Set of tasks —
• A. Reproduce everything in the Fond du Lac Reservation passage from "On August 31, 2018, the" down to "were not disclosed.".
• B. Resume the Fond du Lac Reservation passage after its last sentence, keeping its style.

Passage shown —
============================================================

The largest community on the reservation is the city of Cloquet, of which only the sparsely populated western half of the city is on reservation land. As of 2000, that part has a population of 1,204 persons out of the city's total of 11,201. The only community completely on the reservation is Brookston, at the reservation's northern end.

==Economy==
The Band operates two casinos, the Fond du Luth Casino in Duluth and the Black Bear Casino Resort on the reservation. An agreement signed with the City of Duluth, in which property within city limits was given to the tribe to build the Fond du Luth Casino in return for profit sharing $6 million, approximately 20%, from slot machine gross revenue, was agreed upon in 1994. Profits are no longer shared with the city due to violation of the Indian Gaming Regulatory Act. The band has prevailed in court.

On August 31, 2018, the Band reached an agreement to let Enbridge build its Line 3 replacement pipeline across the Reservation. The agreement extended Enbridge's rights of way on the Reservation by 10 years, to 2039. The financial terms of the agreement were not disclosed.

The arrival of twelve American bison was celebrated in November 2022 which had been absent from the reservation since they nearly went extinct in the late 1800s. The Nature Conservancy provided the animals, known scientifically as bison, to a native-owned and operated business from one of their preserves in Nebraska with transportation assistance from the Tanka Fund. They were welcomed with a prayer, a song, and a community meal as buffalo have a cultural and a spiritual connection to indigenous communities. The Conservancy and the Tanka Fund support an effort to enrich Native lives with the re-establishment of a sustainable buffalo economy.

==Government==
The revised Constitution and By-Laws of the Minnesota Chippewa Tribe were approved by the Secretary of Interior on March 3, 1964. The governing body of the Fond du Lac Indian Reservation is the Reservation Business Committee, which is composed of a Chairman, Secretary-Treasurer, and three Representatives: one from District I (Cloquet), one from District II (Sawyer) and one from District III (Brookston). All are elected to four-year terms on a staggered basis, with the Chairman and Secretary-Treasurer also serving as members of the Executive Committee of the Minnesota Chippewa Tribe.

============================================================

Dataset —
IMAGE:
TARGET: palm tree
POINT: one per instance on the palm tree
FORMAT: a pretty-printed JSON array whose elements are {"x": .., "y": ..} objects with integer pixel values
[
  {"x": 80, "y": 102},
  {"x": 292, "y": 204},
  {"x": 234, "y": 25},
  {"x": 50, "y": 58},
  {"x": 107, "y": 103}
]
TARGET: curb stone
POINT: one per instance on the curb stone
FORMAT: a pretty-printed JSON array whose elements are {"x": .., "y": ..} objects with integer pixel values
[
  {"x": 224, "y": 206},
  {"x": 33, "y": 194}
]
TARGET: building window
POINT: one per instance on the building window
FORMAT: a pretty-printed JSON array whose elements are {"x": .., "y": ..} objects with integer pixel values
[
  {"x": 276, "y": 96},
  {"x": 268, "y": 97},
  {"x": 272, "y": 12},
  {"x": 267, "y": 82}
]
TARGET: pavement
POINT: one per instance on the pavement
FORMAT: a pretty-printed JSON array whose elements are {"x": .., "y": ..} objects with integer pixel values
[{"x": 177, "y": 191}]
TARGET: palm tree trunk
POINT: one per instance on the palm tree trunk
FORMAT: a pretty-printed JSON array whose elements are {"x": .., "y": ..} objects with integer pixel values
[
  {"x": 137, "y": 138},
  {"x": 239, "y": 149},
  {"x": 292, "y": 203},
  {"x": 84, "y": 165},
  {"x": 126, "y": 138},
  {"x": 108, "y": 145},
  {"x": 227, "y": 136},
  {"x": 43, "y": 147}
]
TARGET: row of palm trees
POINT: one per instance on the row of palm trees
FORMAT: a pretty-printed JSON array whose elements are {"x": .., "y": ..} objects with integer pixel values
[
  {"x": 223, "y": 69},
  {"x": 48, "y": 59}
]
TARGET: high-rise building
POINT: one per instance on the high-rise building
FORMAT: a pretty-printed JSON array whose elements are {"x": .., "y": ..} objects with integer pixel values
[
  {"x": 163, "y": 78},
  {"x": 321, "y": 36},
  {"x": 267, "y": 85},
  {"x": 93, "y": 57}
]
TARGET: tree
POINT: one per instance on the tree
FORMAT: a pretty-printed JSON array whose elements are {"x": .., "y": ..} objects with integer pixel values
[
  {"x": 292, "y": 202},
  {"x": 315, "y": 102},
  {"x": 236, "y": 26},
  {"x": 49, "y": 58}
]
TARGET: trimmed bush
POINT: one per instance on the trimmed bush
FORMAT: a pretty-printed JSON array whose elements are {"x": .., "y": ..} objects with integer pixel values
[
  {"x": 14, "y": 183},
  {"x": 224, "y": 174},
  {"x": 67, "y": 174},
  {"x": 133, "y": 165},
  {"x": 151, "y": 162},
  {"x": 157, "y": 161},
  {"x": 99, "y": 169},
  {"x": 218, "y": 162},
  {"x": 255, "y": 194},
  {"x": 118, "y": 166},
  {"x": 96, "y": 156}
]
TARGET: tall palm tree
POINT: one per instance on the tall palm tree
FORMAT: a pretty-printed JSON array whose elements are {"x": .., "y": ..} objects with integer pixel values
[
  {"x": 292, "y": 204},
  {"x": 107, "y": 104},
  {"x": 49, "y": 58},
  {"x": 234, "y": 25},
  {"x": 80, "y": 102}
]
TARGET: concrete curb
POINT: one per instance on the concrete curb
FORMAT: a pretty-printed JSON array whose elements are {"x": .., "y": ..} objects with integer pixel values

============================================================

Exercise results —
• A.
On August 31, 2018, the Band reached an agreement to let Enbridge build its Line 3 replacement pipeline across the Reservation. The agreement extended Enbridge's rights of way on the Reservation by 10 years, to 2039. The financial terms of the agreement were not disclosed.

• B.
The current members of the Reservation Business Committee are:
- Chairperson: Kevin Dupuis Sr.
- Secretary/Treasurer: Robert Abramowski
- District-I Representative: Wally Dupuis
- District-II Representative: Brad "Raff" Blacketter
- District-III Representative/Vice Chairperson: Roger Smith Sr.

Fond du Lac Band of Lake Superior Chippewa is one of six members of the Minnesota Chippewa Tribe (MCT), from which it receives certain administrative services and support. The tribal government issues its own license plates. In the 2020 United States Census, the reservation recorded a population of 4,184 people and in July, 2007, MCT reported 4,044 people enrolled through Fond du Lac.

== Education ==
In 1987, the Band opened Fond du Lac Tribal and Community College. For the 2021-2022 school year, there were 1,648 students enrolled, 9.5% of whom were Indigenous.

==Notable members==
- Karen Diver - Former special assistant to President Barack Obama on Native American affairs
- William Houle - Chairman of the Fond du Lac Band from 1974 to 1988
- Jim Northrup - Author, and "Fond du Lac Follies" columnist
- Thomas David Petite - Inventor
- Joe Pappio - Professional Football Player Chicago Cardinals, Oorang Indians (Jim Thorpe Coach) also played college football at Haskell Indian Nations University.